Single by Nasty C

from the album Bad Hair and Bad Hair Extensions
- Released: February 11, 2016
- Recorded: 2016
- Genre: Hip hop; trap;
- Length: 4:04 (Single version) 5:32 (Album version)
- Label: FreeWorld Music
- Songwriter(s): Nsikayesizwe David Junior Ngcobo
- Producer(s): Nasty C

Nasty C singles chronology
| "Juice Back" (2015) | "Hell Naw" (2016) | "Switched Up" (2016) |

Music video
- "Hell Naw" (Official Music Video) on YouTube

= Hell Naw =

"Hell Naw" is the lead single from Nasty C's debut album, Bad Hair. The song talks about him not quitting the music industry. It debuted at number 4 on South Africa's official music chart. The song peaked at number 1 on The Beat 99.9 FM African Top 10 chart. It was made available for free digital download and has been downloaded over 11,000 times.
-=-=-
Parts of the exercise:
**a)** Translate this sentence from the song page into Spanish: "The song peaked at number 1 on The Beat 99.9 FM African Top 10 chart."
**b)** In the records, begin at the line that has "detect front tire." and stop after the line that has "left=262, top=370, right=316, bottom=403". Rescale these lines by writing each one out again, requests included. Multiply every bounding-box coordinate in the answers by 2.05 and round to whole numbers, with halves rounded up. Leave the requests and their format samples unchanged.
-=-=-
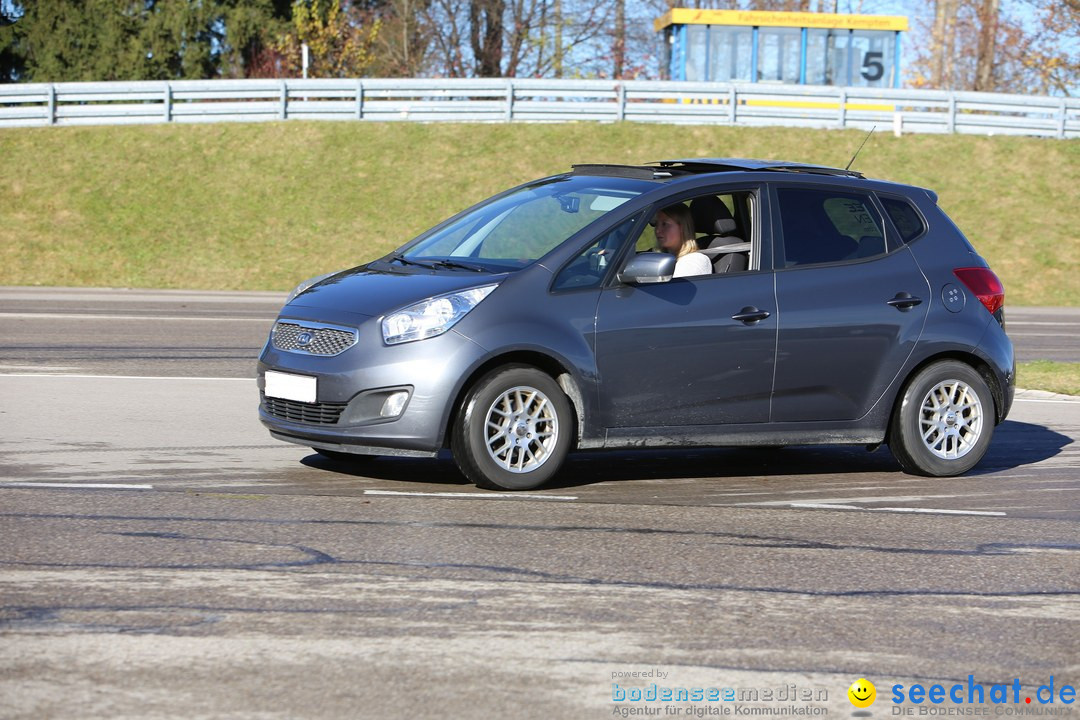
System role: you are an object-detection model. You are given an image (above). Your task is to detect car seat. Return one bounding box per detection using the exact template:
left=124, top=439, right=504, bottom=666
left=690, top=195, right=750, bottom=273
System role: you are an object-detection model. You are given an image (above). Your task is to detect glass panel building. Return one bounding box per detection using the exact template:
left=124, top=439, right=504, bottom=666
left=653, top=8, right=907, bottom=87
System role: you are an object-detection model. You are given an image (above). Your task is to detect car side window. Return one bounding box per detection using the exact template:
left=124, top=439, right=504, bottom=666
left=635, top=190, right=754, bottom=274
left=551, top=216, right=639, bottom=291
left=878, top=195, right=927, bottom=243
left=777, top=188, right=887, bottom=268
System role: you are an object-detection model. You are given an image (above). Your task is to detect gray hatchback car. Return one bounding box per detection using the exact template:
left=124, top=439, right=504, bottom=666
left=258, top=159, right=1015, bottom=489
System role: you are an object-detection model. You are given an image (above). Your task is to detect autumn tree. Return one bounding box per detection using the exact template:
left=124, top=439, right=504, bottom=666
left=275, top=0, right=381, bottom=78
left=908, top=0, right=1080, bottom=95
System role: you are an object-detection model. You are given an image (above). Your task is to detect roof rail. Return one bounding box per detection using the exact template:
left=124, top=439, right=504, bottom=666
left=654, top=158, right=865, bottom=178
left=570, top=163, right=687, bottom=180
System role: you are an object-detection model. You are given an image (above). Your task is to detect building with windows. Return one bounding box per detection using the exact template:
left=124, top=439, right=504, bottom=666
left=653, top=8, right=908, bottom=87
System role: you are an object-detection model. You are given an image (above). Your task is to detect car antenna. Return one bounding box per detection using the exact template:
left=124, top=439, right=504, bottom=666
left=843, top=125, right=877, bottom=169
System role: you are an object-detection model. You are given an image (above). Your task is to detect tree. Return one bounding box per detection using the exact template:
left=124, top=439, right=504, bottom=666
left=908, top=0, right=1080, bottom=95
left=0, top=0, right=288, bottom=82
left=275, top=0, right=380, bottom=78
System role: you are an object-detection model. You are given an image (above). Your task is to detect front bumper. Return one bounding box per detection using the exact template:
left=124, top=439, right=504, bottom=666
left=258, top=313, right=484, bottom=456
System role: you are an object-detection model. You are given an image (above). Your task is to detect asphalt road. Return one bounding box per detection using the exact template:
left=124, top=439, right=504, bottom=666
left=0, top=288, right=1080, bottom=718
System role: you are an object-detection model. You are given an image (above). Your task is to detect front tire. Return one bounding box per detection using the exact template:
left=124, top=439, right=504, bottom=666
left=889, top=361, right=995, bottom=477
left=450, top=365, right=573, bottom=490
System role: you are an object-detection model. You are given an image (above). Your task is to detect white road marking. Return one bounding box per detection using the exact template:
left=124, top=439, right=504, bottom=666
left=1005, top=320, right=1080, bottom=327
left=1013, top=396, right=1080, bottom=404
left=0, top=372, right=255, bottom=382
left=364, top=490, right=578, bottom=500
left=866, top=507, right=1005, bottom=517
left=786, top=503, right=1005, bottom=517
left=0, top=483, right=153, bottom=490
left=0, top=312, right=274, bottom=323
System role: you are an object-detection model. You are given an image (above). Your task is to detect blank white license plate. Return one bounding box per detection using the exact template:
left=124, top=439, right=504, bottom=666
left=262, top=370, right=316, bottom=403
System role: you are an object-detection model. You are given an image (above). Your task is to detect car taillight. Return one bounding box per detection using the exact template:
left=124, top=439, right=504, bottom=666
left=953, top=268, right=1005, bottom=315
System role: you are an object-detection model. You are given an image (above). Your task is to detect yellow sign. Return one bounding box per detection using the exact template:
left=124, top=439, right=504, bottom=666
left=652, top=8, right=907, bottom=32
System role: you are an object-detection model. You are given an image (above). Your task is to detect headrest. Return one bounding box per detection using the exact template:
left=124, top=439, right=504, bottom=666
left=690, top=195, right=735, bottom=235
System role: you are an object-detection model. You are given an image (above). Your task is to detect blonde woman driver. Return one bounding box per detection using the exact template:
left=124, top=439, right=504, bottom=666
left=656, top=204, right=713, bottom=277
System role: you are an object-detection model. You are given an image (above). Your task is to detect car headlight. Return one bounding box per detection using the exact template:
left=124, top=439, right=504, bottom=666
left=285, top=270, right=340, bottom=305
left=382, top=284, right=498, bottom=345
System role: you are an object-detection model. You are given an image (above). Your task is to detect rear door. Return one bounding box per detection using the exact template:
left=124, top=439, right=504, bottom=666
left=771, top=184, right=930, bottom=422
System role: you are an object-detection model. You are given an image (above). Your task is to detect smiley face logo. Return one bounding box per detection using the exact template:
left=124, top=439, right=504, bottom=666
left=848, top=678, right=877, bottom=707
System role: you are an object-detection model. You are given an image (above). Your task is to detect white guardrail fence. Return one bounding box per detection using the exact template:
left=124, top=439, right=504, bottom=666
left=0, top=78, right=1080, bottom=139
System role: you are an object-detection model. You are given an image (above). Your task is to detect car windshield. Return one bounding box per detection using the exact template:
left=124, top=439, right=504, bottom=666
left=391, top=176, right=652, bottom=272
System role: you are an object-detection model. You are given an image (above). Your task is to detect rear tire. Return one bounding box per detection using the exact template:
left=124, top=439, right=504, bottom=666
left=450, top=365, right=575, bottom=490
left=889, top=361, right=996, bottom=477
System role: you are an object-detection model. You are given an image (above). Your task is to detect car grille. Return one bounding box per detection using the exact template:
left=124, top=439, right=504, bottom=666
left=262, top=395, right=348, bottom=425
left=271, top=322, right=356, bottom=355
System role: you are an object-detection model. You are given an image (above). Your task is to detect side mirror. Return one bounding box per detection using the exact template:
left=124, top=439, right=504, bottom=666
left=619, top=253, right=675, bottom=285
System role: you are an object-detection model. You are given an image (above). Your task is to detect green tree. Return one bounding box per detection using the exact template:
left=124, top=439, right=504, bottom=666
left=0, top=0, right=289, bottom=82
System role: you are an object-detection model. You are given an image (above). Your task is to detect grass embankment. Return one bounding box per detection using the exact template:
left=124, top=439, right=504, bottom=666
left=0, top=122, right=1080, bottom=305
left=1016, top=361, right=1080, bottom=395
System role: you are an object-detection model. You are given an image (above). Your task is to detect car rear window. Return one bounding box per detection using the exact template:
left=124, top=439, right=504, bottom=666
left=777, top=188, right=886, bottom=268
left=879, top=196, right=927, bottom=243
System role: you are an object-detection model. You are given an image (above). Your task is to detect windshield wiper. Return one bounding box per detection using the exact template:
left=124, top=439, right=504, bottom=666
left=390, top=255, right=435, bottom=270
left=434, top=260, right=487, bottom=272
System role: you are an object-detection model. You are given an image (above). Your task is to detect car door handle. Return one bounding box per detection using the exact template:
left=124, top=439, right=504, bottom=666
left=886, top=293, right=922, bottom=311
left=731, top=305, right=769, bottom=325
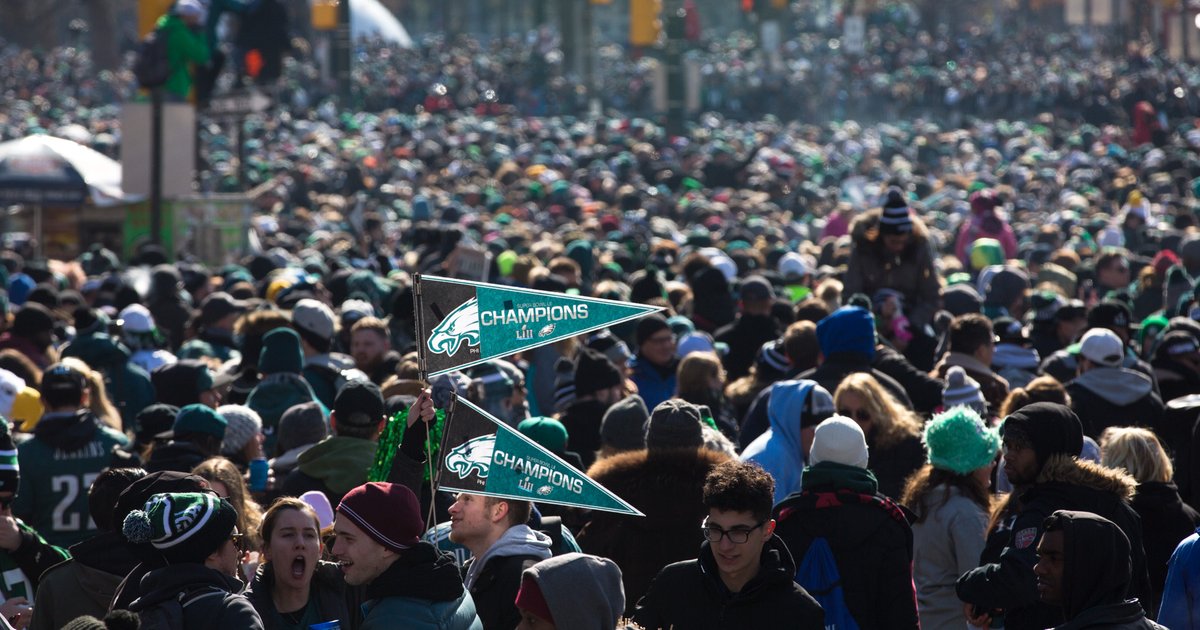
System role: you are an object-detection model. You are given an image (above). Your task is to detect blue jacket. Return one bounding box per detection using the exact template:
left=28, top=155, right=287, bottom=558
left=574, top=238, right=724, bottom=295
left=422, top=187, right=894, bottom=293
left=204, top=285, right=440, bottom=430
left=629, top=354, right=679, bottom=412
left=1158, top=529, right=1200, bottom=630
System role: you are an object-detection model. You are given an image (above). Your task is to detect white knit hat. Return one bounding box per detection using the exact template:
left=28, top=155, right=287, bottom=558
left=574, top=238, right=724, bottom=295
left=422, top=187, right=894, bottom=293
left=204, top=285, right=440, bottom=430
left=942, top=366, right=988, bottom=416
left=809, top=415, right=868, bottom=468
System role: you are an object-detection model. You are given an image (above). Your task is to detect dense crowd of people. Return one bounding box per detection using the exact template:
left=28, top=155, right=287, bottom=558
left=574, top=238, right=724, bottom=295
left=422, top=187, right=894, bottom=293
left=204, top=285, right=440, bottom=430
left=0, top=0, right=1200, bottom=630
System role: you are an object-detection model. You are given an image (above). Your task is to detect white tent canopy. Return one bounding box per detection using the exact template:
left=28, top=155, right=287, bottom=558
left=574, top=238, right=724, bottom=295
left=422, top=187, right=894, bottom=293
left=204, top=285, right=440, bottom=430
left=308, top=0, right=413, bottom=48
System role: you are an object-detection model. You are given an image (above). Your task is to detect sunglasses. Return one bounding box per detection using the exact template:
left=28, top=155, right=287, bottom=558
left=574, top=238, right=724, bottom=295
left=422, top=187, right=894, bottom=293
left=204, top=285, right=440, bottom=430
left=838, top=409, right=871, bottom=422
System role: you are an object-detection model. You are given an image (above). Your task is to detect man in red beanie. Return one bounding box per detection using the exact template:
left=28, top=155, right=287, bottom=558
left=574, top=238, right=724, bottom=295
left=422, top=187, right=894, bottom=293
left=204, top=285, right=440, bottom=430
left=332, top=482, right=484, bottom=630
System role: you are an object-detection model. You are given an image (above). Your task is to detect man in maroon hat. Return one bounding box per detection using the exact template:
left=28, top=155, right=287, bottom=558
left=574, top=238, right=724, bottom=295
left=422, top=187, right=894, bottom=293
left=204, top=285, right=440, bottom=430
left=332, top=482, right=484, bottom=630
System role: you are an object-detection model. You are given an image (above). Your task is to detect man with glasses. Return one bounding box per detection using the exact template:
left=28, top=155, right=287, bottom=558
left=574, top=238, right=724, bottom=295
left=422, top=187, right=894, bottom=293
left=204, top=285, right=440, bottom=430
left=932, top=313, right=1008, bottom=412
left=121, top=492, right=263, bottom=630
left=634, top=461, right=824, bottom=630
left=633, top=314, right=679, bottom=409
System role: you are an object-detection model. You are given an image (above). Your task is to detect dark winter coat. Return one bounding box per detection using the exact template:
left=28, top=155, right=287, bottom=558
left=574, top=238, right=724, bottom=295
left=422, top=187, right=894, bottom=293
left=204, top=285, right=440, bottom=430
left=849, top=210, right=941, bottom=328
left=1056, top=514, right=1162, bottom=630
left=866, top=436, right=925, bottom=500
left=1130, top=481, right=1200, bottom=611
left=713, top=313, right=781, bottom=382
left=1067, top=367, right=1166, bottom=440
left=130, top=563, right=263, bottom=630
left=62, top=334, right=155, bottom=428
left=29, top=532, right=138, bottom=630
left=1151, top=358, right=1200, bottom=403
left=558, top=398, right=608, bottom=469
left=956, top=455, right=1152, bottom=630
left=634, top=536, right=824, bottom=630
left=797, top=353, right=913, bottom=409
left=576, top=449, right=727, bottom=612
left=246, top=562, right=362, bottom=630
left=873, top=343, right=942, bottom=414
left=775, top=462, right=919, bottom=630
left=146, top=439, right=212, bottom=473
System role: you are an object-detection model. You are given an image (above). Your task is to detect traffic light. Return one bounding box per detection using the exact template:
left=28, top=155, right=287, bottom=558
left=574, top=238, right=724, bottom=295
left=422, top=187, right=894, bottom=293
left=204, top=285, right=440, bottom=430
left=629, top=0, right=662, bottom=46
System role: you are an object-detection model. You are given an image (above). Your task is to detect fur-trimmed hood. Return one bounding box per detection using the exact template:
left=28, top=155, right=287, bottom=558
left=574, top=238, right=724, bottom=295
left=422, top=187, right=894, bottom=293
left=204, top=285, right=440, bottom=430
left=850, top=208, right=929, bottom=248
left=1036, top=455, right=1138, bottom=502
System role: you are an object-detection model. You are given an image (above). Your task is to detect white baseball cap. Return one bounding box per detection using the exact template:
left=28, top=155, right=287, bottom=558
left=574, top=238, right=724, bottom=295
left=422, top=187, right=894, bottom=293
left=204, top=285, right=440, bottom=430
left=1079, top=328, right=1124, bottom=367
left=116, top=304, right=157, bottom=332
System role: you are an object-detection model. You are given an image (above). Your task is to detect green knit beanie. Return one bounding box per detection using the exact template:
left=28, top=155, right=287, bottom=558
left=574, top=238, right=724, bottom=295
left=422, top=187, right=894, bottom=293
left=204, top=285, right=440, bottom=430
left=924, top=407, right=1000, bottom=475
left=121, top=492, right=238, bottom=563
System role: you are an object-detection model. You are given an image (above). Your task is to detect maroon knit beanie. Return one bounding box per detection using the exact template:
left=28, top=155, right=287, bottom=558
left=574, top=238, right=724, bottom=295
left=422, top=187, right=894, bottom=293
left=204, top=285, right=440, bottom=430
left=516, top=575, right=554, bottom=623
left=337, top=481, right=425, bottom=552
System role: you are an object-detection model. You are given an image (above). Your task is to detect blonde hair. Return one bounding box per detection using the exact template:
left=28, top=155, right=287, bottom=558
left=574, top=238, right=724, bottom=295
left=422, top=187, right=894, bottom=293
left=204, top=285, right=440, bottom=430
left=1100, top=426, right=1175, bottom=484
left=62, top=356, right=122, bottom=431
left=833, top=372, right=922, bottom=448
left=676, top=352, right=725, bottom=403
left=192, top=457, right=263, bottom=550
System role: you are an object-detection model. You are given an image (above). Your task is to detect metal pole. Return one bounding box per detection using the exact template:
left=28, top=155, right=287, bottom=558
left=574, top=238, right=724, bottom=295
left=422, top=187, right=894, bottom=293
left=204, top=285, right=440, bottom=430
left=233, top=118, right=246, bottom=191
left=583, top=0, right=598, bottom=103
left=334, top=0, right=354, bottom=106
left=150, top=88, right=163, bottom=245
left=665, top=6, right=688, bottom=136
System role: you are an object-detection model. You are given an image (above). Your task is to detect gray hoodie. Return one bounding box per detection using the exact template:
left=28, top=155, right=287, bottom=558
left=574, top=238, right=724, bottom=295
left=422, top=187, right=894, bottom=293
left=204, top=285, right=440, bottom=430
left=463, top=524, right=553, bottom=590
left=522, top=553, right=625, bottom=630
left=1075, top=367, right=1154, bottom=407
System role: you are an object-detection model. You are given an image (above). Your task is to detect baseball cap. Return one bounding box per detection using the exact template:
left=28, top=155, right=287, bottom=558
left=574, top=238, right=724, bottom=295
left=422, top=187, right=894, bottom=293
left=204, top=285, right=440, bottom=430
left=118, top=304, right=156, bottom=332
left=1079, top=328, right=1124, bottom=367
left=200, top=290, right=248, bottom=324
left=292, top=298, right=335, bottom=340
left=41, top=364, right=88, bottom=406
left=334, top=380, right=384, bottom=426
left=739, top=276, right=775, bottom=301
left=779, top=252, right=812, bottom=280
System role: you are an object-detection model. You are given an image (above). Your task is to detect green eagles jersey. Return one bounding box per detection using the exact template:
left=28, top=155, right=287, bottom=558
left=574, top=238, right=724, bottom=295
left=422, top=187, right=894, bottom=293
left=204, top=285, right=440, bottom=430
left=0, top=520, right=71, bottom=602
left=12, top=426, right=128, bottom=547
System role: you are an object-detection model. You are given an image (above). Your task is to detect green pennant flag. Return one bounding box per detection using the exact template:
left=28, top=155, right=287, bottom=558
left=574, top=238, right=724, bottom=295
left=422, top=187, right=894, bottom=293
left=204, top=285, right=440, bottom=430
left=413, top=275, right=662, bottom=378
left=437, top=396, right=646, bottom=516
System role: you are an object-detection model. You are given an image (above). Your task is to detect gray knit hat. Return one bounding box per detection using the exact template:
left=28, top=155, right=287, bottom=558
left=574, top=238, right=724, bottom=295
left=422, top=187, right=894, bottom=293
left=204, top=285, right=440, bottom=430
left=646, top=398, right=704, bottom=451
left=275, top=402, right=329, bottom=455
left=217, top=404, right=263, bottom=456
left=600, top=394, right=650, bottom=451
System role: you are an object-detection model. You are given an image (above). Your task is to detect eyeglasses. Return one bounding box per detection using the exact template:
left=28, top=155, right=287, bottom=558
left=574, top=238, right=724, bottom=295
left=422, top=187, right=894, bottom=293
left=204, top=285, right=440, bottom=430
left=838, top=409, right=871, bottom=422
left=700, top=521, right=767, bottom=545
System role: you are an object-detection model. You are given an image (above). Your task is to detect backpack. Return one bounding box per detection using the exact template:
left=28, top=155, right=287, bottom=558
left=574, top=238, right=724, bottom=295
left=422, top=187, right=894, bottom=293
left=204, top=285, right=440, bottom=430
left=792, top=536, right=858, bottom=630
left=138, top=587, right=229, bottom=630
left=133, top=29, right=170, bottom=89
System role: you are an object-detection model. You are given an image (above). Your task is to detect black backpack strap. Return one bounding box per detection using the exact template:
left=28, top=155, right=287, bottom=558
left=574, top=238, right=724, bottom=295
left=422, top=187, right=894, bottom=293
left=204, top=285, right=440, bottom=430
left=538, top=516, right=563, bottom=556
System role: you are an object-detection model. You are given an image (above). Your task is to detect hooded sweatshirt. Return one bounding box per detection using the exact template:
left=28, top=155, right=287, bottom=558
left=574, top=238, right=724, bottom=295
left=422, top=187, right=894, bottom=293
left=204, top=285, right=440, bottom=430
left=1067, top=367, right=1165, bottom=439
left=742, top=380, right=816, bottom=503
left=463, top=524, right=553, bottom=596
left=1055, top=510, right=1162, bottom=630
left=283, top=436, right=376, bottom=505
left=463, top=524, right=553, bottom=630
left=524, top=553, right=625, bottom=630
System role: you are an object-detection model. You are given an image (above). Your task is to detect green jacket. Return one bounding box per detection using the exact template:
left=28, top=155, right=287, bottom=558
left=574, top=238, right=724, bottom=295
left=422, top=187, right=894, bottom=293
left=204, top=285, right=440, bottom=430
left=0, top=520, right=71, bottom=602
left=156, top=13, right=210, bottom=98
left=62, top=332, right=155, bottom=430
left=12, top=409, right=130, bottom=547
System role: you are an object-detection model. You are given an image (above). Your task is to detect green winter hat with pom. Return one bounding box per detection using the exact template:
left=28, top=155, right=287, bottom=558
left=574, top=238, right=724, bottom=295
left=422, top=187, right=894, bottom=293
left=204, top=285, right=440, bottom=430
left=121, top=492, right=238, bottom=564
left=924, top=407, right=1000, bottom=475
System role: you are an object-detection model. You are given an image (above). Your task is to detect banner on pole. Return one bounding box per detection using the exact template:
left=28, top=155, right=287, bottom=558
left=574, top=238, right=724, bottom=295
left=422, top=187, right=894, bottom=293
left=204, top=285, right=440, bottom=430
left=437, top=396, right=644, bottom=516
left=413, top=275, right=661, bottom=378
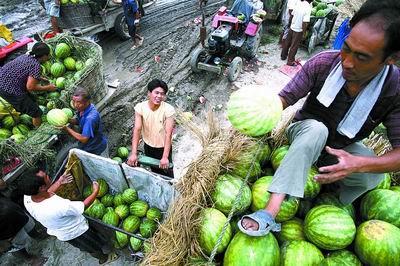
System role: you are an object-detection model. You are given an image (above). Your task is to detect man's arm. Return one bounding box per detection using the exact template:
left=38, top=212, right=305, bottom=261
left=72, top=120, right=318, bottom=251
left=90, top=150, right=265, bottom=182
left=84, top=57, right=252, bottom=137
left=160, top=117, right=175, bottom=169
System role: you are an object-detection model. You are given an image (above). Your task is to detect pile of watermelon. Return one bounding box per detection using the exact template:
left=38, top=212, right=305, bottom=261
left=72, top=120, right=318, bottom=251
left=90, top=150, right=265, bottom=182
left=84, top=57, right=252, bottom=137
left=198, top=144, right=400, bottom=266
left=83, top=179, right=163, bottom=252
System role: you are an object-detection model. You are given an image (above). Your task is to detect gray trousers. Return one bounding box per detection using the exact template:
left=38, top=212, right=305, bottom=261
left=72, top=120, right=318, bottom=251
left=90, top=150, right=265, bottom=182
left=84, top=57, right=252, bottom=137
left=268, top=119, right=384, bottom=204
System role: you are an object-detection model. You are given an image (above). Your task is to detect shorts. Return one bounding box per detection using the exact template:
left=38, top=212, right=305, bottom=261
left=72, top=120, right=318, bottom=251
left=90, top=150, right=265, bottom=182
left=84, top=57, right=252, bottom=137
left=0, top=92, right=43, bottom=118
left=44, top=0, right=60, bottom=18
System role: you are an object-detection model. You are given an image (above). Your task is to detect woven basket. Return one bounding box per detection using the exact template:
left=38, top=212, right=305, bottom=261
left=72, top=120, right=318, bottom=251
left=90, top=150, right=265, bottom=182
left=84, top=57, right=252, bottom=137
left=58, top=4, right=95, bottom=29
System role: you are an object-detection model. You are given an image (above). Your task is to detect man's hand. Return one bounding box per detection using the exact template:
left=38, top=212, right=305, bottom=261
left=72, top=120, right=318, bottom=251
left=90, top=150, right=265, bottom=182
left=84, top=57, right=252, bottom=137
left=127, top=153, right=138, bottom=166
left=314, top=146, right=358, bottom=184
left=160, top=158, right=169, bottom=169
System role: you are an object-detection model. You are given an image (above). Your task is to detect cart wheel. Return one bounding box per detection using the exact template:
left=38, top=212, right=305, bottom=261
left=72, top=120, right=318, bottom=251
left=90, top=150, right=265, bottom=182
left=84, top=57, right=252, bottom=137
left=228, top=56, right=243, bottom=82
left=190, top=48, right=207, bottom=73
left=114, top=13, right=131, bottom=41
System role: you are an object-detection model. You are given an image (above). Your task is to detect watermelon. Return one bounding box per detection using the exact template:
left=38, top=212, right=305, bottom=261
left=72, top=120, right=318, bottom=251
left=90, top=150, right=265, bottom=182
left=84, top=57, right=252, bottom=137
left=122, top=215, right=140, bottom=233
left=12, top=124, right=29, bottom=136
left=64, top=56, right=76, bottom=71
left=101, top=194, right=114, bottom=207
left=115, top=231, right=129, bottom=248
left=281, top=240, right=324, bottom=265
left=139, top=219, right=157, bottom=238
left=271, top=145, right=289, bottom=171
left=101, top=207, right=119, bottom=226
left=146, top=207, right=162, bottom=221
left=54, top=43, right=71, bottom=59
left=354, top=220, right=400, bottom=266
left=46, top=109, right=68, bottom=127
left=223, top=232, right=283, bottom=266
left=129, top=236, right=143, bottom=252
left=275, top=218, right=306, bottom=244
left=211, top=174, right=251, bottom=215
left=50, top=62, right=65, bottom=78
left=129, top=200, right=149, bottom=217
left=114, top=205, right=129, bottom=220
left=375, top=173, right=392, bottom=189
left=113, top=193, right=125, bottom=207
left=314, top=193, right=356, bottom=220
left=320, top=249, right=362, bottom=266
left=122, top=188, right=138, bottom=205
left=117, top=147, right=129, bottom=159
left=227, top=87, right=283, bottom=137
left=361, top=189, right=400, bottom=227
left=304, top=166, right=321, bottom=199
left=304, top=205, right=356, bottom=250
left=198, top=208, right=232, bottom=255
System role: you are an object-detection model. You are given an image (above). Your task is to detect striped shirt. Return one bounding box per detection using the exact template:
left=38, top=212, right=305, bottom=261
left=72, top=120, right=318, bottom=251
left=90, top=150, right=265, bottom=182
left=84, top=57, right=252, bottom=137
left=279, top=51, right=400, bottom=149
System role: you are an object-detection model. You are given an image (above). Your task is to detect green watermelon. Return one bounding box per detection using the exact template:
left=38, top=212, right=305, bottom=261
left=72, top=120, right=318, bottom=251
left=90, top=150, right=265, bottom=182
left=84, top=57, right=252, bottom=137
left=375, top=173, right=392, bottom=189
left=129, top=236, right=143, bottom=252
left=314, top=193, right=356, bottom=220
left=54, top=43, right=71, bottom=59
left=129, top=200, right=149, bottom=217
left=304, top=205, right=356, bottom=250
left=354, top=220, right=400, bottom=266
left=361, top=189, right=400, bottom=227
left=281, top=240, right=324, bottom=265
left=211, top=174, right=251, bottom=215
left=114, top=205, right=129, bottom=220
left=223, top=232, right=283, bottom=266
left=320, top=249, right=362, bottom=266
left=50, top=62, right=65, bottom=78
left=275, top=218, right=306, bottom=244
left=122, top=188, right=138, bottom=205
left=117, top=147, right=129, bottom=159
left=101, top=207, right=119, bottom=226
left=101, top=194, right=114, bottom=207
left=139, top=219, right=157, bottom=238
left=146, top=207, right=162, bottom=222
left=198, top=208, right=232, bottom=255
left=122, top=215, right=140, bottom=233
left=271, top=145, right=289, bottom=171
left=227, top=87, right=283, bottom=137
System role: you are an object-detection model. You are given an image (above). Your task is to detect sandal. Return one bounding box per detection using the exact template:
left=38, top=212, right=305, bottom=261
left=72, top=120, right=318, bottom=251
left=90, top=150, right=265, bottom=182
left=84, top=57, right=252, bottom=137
-=-=-
Solutions to the problems:
**a)** La canción alcanzó el número 1 en la lista African Top 10 de The Beat 99.9 FM.

**b)**
System role: you are an object-detection model. You are given an image (above). Your task is to detect front tire. Return one bounding box per detection using the exact template:
left=124, top=439, right=504, bottom=666
left=1822, top=740, right=2040, bottom=978
left=923, top=748, right=1175, bottom=1005
System role: you are an object-detection model. You are given an image (above). Your task is to detect white road marking. Return one bounding box per detection using the exact template:
left=124, top=439, right=504, bottom=666
left=2060, top=656, right=2214, bottom=670
left=2077, top=812, right=2214, bottom=828
left=0, top=763, right=523, bottom=783
left=746, top=1005, right=1185, bottom=1025
left=1775, top=1039, right=2060, bottom=1060
left=1611, top=1031, right=2060, bottom=1060
left=0, top=990, right=314, bottom=1005
left=0, top=640, right=562, bottom=662
System role: you are an object-detection model. You are given an image (above). Your task is to detect blank white license plate. Return one bounding box per detection using the exact template:
left=124, top=439, right=504, bottom=666
left=537, top=759, right=648, bottom=826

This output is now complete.